§ PASSAGE SHOWN
━━━━━━━━━━━━━━━━━━━━

Anxiously worrying about what Auntie might know about the investigation, Daunis sits down. She burns with shame as Auntie says she didn’t want to do “this” here, but Daunis has been avoiding her. Daunis opens an envelope with two photos in it, one of her, Levi, and Dad skating, and another of Dad holding her as a baby. Next, Daunis pulls out an application for tribal enrollment and a notarized letter from Mom stating that her parents wouldn’t let her put Dad on Daunis’s birth certificate. There’s a family tree and affidavits from family members, insisting Daunis is Levi Firekeeper’s daughter. Daunis has a week to submit the paperwork (until her 19th birthday), and Auntie says she and Daunis will have to take blood tests.
Daunis comes into this feeling guilty—she knows dishonesty isn’t a good quality, and she’s avoided Auntie specifically because that seems easier than being openly dishonest with her. But when Auntie presents Daunis with the tribal enrollment application, it hits home in part because it shows Daunis just how much Auntie wants Daunis to be a part of something bigger. This, Auntie (and Mom, through her notarized letter) suggests, is where Daunis belongs, even if Daunis hasn’t always felt like she’s truly a part of the local tribal community.

━━━━━━━━━━━━━━━━━━━━

Edit the summary of Daunis's meeting with Auntie, starting with "Daunis comes into" and going on through "local tribal community.", so that "guilty" is replaced by "ashamed".

━━━━━━━━━━━━━━━━━━━━

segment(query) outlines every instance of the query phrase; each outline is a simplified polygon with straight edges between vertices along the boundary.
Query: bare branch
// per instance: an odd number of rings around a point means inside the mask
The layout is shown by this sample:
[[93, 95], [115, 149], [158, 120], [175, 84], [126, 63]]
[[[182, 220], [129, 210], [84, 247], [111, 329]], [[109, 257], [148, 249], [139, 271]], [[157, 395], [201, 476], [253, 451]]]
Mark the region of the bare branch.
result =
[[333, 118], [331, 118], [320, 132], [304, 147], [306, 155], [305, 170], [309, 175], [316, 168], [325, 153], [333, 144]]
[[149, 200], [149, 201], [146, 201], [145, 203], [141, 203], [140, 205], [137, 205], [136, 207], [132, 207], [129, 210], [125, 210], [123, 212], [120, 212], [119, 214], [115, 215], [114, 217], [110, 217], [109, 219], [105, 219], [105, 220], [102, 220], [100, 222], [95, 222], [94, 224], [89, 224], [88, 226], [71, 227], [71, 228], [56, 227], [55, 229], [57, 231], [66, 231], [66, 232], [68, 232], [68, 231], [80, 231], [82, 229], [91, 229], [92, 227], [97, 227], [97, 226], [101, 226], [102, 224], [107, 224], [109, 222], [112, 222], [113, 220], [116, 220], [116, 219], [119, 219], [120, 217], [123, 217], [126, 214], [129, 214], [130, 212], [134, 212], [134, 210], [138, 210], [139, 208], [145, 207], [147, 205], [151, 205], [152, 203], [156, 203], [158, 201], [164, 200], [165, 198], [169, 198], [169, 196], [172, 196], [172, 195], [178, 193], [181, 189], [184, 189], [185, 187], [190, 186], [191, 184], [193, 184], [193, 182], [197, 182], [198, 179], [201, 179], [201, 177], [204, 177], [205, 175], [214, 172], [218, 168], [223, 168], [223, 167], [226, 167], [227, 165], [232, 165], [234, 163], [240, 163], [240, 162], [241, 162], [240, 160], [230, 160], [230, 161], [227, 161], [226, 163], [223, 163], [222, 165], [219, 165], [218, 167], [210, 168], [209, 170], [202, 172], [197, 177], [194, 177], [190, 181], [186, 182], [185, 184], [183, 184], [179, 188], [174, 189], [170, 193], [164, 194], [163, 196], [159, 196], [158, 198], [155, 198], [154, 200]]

━━━━━━━━━━━━━━━━━━━━

§ SOLUTION FOR THIS EXERCISE
Daunis comes into this feeling ashamed—she knows dishonesty isn’t a good quality, and she’s avoided Auntie specifically because that seems easier than being openly dishonest with her. But when Auntie presents Daunis with the tribal enrollment application, it hits home in part because it shows Daunis just how much Auntie wants Daunis to be a part of something bigger. This, Auntie (and Mom, through her notarized letter) suggests, is where Daunis belongs, even if Daunis hasn’t always felt like she’s truly a part of the local tribal community.